> **Page excerpt**
* * *
Second issue concerns subxacts. Currently SnapBuildDistributeNewCatalogSnapshot
never spares a snapshot to known subxact. It means that if toplevel doesn't have
base snapshot (never did writes), there was an assignment record (subxact is
known) and subxact is writing, no new snapshots are being queued. Probably the
simplest fix would be to employ freshly baked by_base_snapshot_lsn list and just
distribute snapshot to all xacts with base snapshot whether they are subxacts or
not. However, in this case we would queue unneccessary snapshot to all already
known subxacts. To avoid this, in this patch base snapshot of known subxact
is immediately passed to the toplevel as soon as we learn the kinship / base
snap assigned -- we have to do that anyway in ReorderBufferCommitChild; new
snaps are distributed only to top-level xacts (or unknown subxacts) as before.

Also, minor memory leak is fixed: counter of toplevel's old base
snapshot was not decremented when snap has been passed from child.
---
 contrib/test_decoding/Makefile                     |   3 +-
 contrib/test_decoding/expected/oldest_xmin.out     |  27 +++
 .../test_decoding/expected/subxact_snap_pass.out   |  49 ++++++
 contrib/test_decoding/specs/oldest_xmin.spec       |  37 +++++
 contrib/test_decoding/specs/subxact_snap_pass.spec |  42 +++++
 src/backend/replication/logical/reorderbuffer.c    | 183 ++++++++++++++-------
 src/backend/replication/logical/snapbuild.c        |  15 +-
 src/include/replication/reorderbuffer.h            |  15 +-
 8 files changed, 304 insertions(+), 67 deletions(-)
 create mode 100644 contrib/test_decoding/expected/oldest_xmin.out
 create mode 100644 contrib/test_decoding/expected/subxact_snap_pass.out
 create mode 100644 contrib/test_decoding/specs/oldest_xmin.spec
 create mode 100644 contrib/test_decoding/specs/subxact_snap_pass.spec

diff --git a/contrib/test_decoding/Makefile b/contrib/test_decoding/Makefile
index 6c18189d9d..c696288d67 100644
--- a/contrib/test_decoding/Makefile
+++ b/contrib/test_decoding/Makefile
@@ -50,7 +50,8 @@ regresscheck-install-force: | submake-regress submake-test_decoding temp-install
 	$(pg_regress_installcheck) \
 	    $(REGRESSCHECKS)
* * *
> **Dataset excerpts**
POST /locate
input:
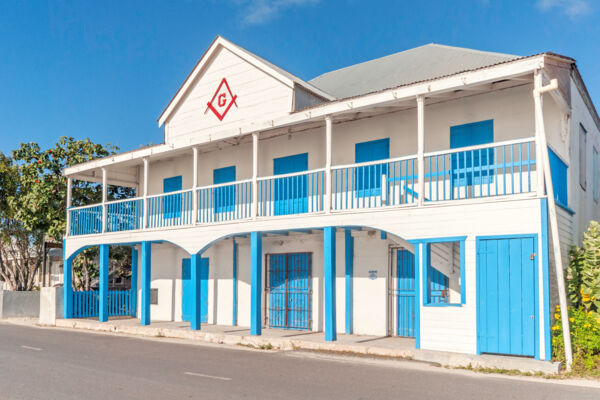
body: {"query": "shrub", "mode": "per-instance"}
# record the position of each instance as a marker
(585, 338)
(583, 275)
* * *
Repeat, word for word, the portion of the snapshot patch note that begins at the words "Also, minor memory" and ends after the words "insertions(+), 67 deletions(-)".

> **Result for this exercise**
Also, minor memory leak is fixed: counter of toplevel's old base
snapshot was not decremented when snap has been passed from child.
---
 contrib/test_decoding/Makefile                     |   3 +-
 contrib/test_decoding/expected/oldest_xmin.out     |  27 +++
 .../test_decoding/expected/subxact_snap_pass.out   |  49 ++++++
 contrib/test_decoding/specs/oldest_xmin.spec       |  37 +++++
 contrib/test_decoding/specs/subxact_snap_pass.spec |  42 +++++
 src/backend/replication/logical/reorderbuffer.c    | 183 ++++++++++++++-------
 src/backend/replication/logical/snapbuild.c        |  15 +-
 src/include/replication/reorderbuffer.h            |  15 +-
 8 files changed, 304 insertions(+), 67 deletions(-)